## Begin Page extract

Texas Cookie Co. v. Hendricks & Peralta, Inc.

Decision Date18 February 1988
Docket NumberNo. 13-86-516-CV,13-86-516-CV
CourtTexas Court of Appeals
PartiesTEXAS COOKIE COMPANY, et al., Appellants, v. HENDRICKS & PERALTA, INC., Appellee.

Richard W. Crews, Jr., Frank E. Weathered, Brin & Brin, Corpus Christi, for appellants.

Robert C. Wolter, Wood, Boykin, Wolter, Smith & Keys, Corpus Christi, for appellee.

Before KENNEDY, UTTER and BENAVIDES, JJ.

OPINION

KENNEDY, Justice.

The appellants, Texas Cookie Company (TCC), Joel Wahlberg and Shirley Venable, bring this appeal from a judgment against them in favor of appellee, Hendricks and Peralta, Inc. (H & P), for violations of the Texas Deceptive Trade Practices-Consumer Protection Act (DTPA), Tex.Bus. & Com.Code Ann. § 17.41-.63 (Vernon 1987).

TCC is a corporation established by Venable and Wahlberg for the purpose of supplying and supervising a network of retail outlets for the sale of cookies in malls and shopping centers. Lamont Hendricks, vice president of H & P, became interested in going into business with her daughter, Olive Peralta, president of H & P, by opening up such a store in South Texas. In the Spring of 1983, Hendricks and Venable discussed the possibility of franchising and visited potential locations. Hendricks had no prior business experience. In March or April of 1983, Venable and Wahlberg showed her a pro forma 1 which had income projections for the stores Hendricks wanted to open. Hendricks testified that Venable and Wahlberg assured her that her stores would reach at least the profit figures on the pro forma. In May of 1983, Hendricks and Peralta decided to obtain two franchises and incorporated H & P to control them. In June they signed franchise agreements for TCC stores in Corpus Christi and Kingsville. The Kingsville store was opened in August and the Corpus Christi store in October of 1983.

Subsequently, however, the stores did not perform as expected. Among other things, appellees claim that: the stores did not attain the profits represented to them on the pro forma; inadequate training in cookie baking was provided; inadequate cookie batter was supplied; and "build-out" costs for the stores exceeded the represented amount. After the stores proved unprofitable, both were closed in December of 1984. H & P brought the present action against appellants based on fraud, and under the DTPA on misrepresentations, failure to disclose and breach of warranty. A jury trial was held and based on the jury's answers to special issues, the trial court entered judgment for H & P, awarding it an aggregate amount of $433,893.80 in damages, interest and attorney's fees against the appellants.

Appellants' primary complaint in points of error one, two, four, seven, and fifteen through seventeen is that the franchise and assorted collateral services it contracted with appellee for are neither "goods" nor "services" under the definitional section of the DTPA, § 17.45. Appellant points us to Crossland v. Canteen Corp., 711 F.2d 714, 721 (5th Cir.1983), for the proposition that a franchise is an intangible interest which is not covered by the DTPA. Crossland, however, concerned a transaction occurring under the 1973 version of the DTPA, which specifically excluded services for business or commercial use from its purview. The 1977 amendment to the DTPA eliminated this exclusion. See Farmers & Merchants State Bank v. Ferguson, 617 S.W.2d 918, 920 (Tex.1981).

## End Page extract
## Begin The records

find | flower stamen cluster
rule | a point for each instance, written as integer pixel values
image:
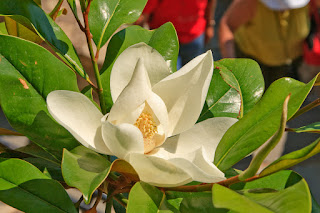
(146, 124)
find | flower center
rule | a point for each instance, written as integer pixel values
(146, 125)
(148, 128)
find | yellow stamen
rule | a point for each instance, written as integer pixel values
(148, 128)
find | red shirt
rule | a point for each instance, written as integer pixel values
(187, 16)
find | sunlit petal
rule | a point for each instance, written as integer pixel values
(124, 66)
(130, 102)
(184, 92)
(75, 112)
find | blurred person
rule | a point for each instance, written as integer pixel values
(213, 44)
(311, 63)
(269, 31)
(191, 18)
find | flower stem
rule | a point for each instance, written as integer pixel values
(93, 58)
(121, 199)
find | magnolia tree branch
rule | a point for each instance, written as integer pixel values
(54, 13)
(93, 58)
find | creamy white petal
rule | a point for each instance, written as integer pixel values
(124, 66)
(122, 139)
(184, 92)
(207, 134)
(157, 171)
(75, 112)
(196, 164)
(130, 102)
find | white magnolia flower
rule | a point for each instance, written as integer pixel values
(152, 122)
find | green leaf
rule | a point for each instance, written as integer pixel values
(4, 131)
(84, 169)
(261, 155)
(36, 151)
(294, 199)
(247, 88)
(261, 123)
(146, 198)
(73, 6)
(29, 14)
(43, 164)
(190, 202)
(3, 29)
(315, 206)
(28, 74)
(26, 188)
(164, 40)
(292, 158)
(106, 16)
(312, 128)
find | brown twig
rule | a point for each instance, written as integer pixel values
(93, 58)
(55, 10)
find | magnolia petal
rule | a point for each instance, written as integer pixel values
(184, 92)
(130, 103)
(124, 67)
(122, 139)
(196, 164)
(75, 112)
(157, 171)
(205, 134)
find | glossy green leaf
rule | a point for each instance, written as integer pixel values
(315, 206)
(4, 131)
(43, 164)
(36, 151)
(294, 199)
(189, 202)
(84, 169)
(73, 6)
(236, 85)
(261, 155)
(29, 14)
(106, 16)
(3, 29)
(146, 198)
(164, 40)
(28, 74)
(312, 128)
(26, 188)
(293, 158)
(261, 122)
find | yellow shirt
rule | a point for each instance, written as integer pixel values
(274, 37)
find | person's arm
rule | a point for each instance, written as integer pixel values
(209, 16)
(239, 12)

## End The records

Work instructions:
(1) Print the part of the court opinion that opens with the words containing "Robert C. Wolter, Wood, Boykin, Wolter, Smith" and closes with "17.41-.63 (Vernon 1987).".
(2) Scale the records from the line containing "find | green leaf" through the end of the records. Give back every one of those lines, including the find and rule lines, and nothing else, with each point coordinate multiplied by 1.75 and rounded to the nearest whole number (halves round up).

Results of the tasks:
(1)
Robert C. Wolter, Wood, Boykin, Wolter, Smith & Keys, Corpus Christi, for appellee.

Before KENNEDY, UTTER and BENAVIDES, JJ.

OPINION

KENNEDY, Justice.

The appellants, Texas Cookie Company (TCC), Joel Wahlberg and Shirley Venable, bring this appeal from a judgment against them in favor of appellee, Hendricks and Peralta, Inc. (H & P), for violations of the Texas Deceptive Trade Practices-Consumer Protection Act (DTPA), Tex.Bus. & Com.Code Ann. § 17.41-.63 (Vernon 1987).

(2)
find | green leaf
rule | a point for each instance, written as integer pixel values
(7, 229)
(147, 296)
(457, 271)
(63, 264)
(515, 348)
(432, 154)
(457, 215)
(256, 347)
(128, 11)
(51, 25)
(75, 287)
(333, 354)
(5, 51)
(551, 361)
(49, 130)
(46, 329)
(287, 70)
(511, 277)
(186, 28)
(546, 224)
find | brown twig
rule | a point for each instance, written as integer pixel values
(163, 102)
(96, 18)
find | magnolia petal
rule | a point for each instance, written as integer pixel values
(322, 161)
(228, 180)
(217, 117)
(214, 243)
(343, 287)
(131, 196)
(275, 299)
(359, 235)
find | glossy green leaf
rule | a point for each instance, written as integer pixel values
(551, 361)
(7, 229)
(75, 287)
(63, 264)
(515, 348)
(331, 354)
(147, 296)
(128, 11)
(413, 149)
(457, 271)
(51, 25)
(186, 28)
(5, 51)
(256, 347)
(287, 70)
(49, 130)
(546, 224)
(46, 329)
(513, 277)
(457, 214)
find | yellow shirt
rule | a point for each instance, written as integer pixel values
(480, 65)
find | person's arm
rule | a point for each instance, written as integer pixel values
(366, 28)
(418, 21)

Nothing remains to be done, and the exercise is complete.